#### WHAT THE TASK ASKS
Copy the part of the records from the start through the line containing "xmin=82 ymin=57 xmax=85 ymax=62", swapping "red flower bud" for "crimson flower bud" and leaving everything else the same. Don't include the pictures.

---- EXERCISE MATERIALS

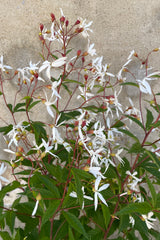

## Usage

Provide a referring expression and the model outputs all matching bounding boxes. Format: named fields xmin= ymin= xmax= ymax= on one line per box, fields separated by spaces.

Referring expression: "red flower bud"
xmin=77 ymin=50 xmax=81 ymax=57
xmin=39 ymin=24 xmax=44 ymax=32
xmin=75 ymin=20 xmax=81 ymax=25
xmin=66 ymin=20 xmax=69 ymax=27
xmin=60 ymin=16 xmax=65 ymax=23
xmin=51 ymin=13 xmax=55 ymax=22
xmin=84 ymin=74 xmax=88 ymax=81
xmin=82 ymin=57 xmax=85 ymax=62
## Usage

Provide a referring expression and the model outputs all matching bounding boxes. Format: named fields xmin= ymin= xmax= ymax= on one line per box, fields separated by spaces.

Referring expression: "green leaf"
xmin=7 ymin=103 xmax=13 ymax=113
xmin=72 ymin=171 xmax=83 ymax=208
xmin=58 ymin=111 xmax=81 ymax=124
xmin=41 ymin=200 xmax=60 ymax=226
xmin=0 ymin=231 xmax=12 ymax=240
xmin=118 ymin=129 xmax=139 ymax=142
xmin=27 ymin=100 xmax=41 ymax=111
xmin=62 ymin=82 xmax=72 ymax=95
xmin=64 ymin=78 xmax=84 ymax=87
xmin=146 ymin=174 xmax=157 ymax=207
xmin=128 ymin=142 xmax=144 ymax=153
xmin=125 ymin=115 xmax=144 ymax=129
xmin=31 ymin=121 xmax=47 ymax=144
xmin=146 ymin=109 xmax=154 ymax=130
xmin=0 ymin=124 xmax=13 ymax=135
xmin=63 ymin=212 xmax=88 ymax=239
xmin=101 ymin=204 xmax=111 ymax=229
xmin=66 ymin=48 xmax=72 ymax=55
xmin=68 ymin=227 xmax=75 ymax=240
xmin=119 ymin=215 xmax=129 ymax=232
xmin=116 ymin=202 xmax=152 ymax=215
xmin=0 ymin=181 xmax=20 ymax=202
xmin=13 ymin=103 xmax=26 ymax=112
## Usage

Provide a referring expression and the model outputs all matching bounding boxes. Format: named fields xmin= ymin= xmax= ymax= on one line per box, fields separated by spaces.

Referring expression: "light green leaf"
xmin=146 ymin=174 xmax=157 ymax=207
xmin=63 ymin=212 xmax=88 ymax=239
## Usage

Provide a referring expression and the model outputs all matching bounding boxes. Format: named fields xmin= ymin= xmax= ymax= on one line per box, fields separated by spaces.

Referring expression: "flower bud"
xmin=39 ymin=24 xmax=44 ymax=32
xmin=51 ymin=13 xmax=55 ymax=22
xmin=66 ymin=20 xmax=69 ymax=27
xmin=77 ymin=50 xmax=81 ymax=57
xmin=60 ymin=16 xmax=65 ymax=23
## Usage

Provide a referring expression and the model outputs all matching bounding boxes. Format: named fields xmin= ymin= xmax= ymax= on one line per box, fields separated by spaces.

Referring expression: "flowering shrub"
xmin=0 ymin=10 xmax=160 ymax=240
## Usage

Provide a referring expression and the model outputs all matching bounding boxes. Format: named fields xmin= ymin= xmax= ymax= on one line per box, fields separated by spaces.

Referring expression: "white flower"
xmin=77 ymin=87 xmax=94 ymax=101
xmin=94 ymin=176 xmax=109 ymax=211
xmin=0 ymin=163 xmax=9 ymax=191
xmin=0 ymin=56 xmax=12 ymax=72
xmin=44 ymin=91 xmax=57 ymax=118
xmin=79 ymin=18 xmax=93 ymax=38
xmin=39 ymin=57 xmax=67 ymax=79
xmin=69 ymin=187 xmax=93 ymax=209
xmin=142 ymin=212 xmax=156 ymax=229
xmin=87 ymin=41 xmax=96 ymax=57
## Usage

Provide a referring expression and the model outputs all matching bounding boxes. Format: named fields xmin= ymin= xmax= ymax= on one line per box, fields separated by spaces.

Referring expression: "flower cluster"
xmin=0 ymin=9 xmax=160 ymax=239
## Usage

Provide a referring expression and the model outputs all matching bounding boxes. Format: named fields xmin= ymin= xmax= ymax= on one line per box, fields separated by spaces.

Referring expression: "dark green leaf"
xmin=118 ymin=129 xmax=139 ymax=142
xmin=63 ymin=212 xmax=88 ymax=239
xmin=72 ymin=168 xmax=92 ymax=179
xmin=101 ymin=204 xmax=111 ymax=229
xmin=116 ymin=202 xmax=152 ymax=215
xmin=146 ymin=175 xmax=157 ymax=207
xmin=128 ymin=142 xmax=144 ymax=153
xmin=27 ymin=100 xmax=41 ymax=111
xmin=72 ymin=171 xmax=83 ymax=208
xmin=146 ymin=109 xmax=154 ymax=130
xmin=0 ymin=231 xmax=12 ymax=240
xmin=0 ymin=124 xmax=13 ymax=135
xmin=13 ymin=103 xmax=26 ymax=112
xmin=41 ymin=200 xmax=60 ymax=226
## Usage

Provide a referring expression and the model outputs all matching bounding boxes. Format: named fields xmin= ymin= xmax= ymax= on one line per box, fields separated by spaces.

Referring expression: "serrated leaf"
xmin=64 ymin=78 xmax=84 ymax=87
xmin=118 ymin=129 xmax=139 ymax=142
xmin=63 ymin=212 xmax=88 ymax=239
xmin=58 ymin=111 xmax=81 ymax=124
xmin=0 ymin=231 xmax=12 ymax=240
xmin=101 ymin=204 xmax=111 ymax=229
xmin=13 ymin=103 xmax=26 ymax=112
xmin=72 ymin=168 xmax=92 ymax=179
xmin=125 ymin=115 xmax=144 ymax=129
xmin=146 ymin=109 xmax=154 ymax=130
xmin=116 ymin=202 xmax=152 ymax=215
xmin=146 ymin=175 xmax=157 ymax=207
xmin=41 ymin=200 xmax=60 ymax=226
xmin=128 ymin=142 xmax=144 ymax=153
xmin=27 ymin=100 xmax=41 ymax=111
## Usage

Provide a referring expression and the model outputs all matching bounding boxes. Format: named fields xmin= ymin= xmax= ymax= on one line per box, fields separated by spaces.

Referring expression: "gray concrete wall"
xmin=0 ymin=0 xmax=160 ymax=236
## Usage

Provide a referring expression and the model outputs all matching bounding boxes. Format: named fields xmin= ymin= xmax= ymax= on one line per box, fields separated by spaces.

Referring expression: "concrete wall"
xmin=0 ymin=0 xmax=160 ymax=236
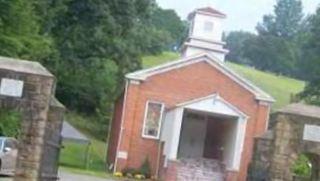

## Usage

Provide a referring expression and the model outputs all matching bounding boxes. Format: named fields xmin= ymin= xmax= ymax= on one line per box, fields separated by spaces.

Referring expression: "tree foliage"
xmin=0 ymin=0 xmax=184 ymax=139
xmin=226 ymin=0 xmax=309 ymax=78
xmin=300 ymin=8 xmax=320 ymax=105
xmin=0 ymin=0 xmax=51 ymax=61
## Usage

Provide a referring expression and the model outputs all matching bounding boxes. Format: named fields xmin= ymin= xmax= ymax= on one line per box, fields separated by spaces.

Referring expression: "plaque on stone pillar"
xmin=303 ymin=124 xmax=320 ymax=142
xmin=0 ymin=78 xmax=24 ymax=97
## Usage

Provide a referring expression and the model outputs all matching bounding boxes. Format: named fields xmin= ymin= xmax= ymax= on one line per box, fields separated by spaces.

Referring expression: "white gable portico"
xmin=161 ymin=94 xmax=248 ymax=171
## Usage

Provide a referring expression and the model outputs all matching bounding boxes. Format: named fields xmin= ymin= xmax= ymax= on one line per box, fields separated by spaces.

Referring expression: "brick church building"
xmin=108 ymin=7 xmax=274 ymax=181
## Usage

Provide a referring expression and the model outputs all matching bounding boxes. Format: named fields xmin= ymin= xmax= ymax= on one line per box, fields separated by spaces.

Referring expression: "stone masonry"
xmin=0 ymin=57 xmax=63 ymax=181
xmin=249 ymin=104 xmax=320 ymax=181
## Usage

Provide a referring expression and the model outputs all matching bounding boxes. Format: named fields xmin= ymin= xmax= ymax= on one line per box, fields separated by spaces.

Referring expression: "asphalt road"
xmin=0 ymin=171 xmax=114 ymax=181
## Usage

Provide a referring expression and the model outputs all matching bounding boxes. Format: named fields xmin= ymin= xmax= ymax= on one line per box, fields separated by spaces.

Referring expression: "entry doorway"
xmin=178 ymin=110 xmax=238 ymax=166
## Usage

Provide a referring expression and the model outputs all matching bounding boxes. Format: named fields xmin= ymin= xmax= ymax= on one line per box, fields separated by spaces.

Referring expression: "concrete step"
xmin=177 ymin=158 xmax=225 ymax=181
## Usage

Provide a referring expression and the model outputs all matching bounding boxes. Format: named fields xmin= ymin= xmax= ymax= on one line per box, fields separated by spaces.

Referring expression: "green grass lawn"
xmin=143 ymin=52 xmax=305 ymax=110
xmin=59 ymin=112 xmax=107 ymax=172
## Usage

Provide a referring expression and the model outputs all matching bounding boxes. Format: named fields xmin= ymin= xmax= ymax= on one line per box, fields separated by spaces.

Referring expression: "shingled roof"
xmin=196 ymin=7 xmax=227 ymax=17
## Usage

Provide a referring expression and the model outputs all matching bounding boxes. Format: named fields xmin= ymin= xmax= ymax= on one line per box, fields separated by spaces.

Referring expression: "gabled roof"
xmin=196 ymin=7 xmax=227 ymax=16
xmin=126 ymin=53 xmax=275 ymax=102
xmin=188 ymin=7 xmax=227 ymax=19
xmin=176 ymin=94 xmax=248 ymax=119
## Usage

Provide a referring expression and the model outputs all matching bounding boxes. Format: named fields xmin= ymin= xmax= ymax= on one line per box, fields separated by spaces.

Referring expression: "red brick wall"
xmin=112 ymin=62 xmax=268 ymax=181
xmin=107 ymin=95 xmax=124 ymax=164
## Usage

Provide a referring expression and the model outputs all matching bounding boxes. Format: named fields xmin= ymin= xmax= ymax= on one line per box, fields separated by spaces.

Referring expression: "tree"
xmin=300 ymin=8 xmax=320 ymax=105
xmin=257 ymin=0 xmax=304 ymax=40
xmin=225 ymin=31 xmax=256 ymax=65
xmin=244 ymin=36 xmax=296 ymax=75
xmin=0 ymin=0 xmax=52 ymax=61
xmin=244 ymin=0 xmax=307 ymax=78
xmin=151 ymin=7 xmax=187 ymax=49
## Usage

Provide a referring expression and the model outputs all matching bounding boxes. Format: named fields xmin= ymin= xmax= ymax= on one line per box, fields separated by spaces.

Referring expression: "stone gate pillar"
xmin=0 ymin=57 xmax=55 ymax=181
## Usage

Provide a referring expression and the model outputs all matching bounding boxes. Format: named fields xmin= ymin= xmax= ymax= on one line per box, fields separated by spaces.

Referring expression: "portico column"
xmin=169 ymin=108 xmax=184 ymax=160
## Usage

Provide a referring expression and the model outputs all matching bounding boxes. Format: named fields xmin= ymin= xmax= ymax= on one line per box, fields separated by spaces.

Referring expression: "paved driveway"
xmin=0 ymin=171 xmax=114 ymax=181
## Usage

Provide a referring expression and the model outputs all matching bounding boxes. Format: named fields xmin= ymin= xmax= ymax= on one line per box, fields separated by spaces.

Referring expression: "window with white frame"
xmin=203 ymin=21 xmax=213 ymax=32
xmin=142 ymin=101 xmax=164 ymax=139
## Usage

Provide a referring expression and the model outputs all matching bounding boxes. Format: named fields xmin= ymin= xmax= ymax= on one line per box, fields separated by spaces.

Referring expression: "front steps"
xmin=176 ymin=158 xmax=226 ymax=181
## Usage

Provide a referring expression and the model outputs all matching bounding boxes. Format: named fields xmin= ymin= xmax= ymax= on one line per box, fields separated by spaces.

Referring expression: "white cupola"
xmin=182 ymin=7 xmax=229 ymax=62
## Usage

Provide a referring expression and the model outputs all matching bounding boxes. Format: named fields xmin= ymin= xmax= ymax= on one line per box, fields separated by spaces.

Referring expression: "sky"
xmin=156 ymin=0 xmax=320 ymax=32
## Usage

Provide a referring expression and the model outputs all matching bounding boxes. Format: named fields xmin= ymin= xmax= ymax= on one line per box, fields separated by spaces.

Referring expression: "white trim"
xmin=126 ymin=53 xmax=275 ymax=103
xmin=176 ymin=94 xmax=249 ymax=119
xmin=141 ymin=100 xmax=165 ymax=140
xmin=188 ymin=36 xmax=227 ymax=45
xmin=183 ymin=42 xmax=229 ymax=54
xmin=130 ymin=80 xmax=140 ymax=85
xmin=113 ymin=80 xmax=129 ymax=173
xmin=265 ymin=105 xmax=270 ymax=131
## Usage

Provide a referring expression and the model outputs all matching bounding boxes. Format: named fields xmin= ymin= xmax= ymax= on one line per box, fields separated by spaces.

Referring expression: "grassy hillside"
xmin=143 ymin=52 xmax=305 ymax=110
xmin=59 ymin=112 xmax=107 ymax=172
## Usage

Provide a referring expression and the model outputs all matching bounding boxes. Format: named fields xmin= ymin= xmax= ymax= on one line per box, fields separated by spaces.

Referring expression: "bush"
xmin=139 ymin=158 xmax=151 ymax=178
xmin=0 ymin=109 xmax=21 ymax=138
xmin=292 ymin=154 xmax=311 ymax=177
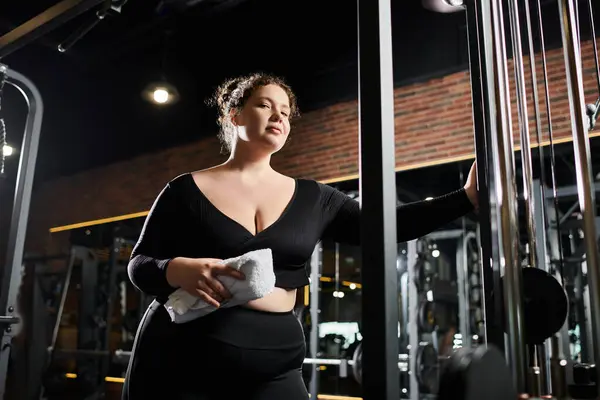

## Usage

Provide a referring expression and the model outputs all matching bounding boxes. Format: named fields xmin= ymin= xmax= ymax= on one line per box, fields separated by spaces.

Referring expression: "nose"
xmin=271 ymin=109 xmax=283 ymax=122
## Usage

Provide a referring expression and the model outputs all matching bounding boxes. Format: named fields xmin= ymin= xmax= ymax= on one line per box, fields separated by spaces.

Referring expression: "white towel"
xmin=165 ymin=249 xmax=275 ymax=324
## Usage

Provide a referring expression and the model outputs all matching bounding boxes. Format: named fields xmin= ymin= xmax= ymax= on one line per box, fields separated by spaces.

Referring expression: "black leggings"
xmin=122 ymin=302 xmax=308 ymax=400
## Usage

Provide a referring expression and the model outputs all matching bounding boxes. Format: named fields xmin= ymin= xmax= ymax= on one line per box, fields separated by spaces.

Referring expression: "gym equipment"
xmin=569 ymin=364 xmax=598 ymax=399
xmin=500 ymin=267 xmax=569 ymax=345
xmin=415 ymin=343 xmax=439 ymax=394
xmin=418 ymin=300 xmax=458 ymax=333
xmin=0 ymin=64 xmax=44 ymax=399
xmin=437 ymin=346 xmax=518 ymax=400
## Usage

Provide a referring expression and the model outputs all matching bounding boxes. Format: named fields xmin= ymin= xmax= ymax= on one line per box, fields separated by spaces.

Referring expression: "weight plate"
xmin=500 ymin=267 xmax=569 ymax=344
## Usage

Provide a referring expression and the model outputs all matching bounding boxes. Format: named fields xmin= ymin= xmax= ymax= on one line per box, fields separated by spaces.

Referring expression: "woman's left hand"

--------

#### THE COMPLETED TASK
## Usage

Provide a referring expression and the model outputs all matching bounding boxes. Format: named fields xmin= ymin= xmax= ymax= on one line per box, fields separated by spaces.

Referring expression: "crimson flower bud"
xmin=77 ymin=50 xmax=81 ymax=57
xmin=39 ymin=24 xmax=44 ymax=32
xmin=75 ymin=20 xmax=81 ymax=25
xmin=66 ymin=20 xmax=69 ymax=27
xmin=60 ymin=16 xmax=65 ymax=23
xmin=51 ymin=13 xmax=55 ymax=22
xmin=84 ymin=74 xmax=88 ymax=81
xmin=82 ymin=57 xmax=85 ymax=62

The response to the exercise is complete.